__EXERCISE PROMPT__
Search the records for the string "negative", then copy each line that has it.

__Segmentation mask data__
——

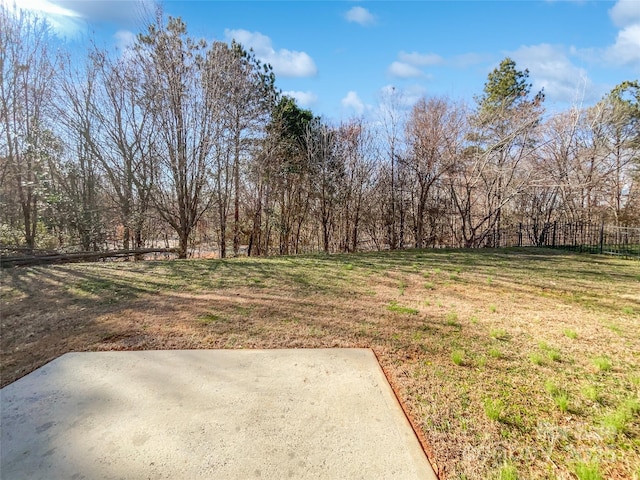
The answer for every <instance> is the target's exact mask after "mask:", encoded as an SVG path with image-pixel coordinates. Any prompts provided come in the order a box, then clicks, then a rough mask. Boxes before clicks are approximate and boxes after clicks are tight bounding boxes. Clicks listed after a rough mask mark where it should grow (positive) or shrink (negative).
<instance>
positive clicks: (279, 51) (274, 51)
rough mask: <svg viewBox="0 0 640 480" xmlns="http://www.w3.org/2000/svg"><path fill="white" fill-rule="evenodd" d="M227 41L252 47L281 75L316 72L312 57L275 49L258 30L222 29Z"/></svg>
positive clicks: (301, 74)
mask: <svg viewBox="0 0 640 480" xmlns="http://www.w3.org/2000/svg"><path fill="white" fill-rule="evenodd" d="M224 34H225V37H226V39H227V40H228V41H231V40H232V39H234V40H235V41H236V42H239V43H241V44H242V45H243V46H244V47H245V48H252V49H253V51H254V52H255V54H256V57H257V58H258V59H259V60H261V61H262V62H264V63H269V64H271V66H272V67H273V71H274V72H275V73H276V74H277V75H282V76H283V77H311V76H314V75H315V74H316V73H318V69H317V67H316V64H315V63H314V61H313V59H312V58H311V57H310V56H309V55H308V54H307V53H305V52H297V51H292V50H287V49H284V48H281V49H280V50H277V51H276V50H275V49H274V48H273V45H272V42H271V39H270V38H269V37H267V36H266V35H263V34H262V33H260V32H249V31H248V30H242V29H239V30H230V29H226V30H225V31H224Z"/></svg>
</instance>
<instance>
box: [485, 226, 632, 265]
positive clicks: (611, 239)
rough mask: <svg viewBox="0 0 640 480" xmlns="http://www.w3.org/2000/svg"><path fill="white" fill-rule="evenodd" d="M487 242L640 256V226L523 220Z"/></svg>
mask: <svg viewBox="0 0 640 480" xmlns="http://www.w3.org/2000/svg"><path fill="white" fill-rule="evenodd" d="M486 245H487V246H494V247H550V248H561V249H571V250H576V251H579V252H589V253H600V254H608V255H619V256H623V257H628V258H635V259H638V260H640V227H619V226H615V225H605V224H604V223H602V224H595V223H585V222H576V223H565V222H550V223H544V224H519V225H513V226H510V227H507V228H504V229H500V230H499V231H497V230H496V231H494V232H492V233H491V234H490V235H489V236H488V237H487V239H486Z"/></svg>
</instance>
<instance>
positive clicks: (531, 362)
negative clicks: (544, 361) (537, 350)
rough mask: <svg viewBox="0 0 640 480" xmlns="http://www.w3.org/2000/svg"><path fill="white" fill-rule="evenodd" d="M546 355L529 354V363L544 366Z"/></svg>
mask: <svg viewBox="0 0 640 480" xmlns="http://www.w3.org/2000/svg"><path fill="white" fill-rule="evenodd" d="M544 359H545V357H544V355H542V354H541V353H538V352H532V353H530V354H529V361H530V362H531V363H533V364H534V365H544Z"/></svg>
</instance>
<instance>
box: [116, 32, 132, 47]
mask: <svg viewBox="0 0 640 480" xmlns="http://www.w3.org/2000/svg"><path fill="white" fill-rule="evenodd" d="M113 38H114V39H115V41H116V47H117V48H118V49H120V50H128V49H129V48H130V47H131V46H132V45H133V44H134V43H135V41H136V34H135V33H133V32H130V31H129V30H118V31H117V32H116V33H114V34H113Z"/></svg>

——

__ANSWER TO THIS PROBLEM__
The answer for every <instance> is the target's exact mask after "mask:", encoded as an SVG path with image-pixel coordinates. Any prompts provided come in the order a box, then clicks, then a rough mask. Boxes before clicks are approximate and boxes after clicks are tight bounding boxes. Clicks listed after a rough mask mark where it should grow (positive) or shrink (negative).
negative clicks: (544, 361) (537, 350)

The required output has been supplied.